RECORD EXCERPTS:
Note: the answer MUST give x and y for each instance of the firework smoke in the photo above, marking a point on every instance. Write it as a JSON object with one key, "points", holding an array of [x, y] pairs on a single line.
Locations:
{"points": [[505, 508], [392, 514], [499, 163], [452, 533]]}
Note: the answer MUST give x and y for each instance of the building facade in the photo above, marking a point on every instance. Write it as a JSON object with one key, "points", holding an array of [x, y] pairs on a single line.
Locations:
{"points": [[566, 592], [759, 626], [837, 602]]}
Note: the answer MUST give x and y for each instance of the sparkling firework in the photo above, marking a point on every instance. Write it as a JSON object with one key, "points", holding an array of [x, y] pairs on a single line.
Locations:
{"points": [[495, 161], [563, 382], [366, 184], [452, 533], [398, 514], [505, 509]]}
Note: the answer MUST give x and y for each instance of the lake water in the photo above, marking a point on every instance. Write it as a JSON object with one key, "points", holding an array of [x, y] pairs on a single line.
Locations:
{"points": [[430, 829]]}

TASK BRIEF:
Write the material out again in its entirety, exactly as shown.

TASK OUTPUT:
Note: the answer MUST give x and y for each instance of the firework smoke in the photo above, marking a point on every instance. Write it as a JSON object with one key, "points", holding an array of [x, y] pairs on a single line.
Locations:
{"points": [[505, 508], [392, 514], [499, 163], [452, 533]]}
Note: the answer MUST give x and y for each instance of the building facade in the photo above, marking a point on every instance. Write it as a JSON object with one key, "points", holding an array of [x, y] pairs on a single line.
Locations:
{"points": [[566, 592], [759, 626], [837, 602]]}
Note: the answer MUST give x and y for each instance of the sparkling firework in the photo above, marking a point on every instance. Write it as a JSON object with one key, "points", holding an array of [x, y] pairs on a single line.
Locations:
{"points": [[495, 161], [563, 382], [366, 184], [452, 533], [398, 514], [505, 509]]}
Note: the answer MUST give x and y for each instance of the lake water in the photo above, marking a point on every instance. Write it as a JSON object with one key, "points", holding an array of [x, y] pairs on a single line.
Locations:
{"points": [[430, 829]]}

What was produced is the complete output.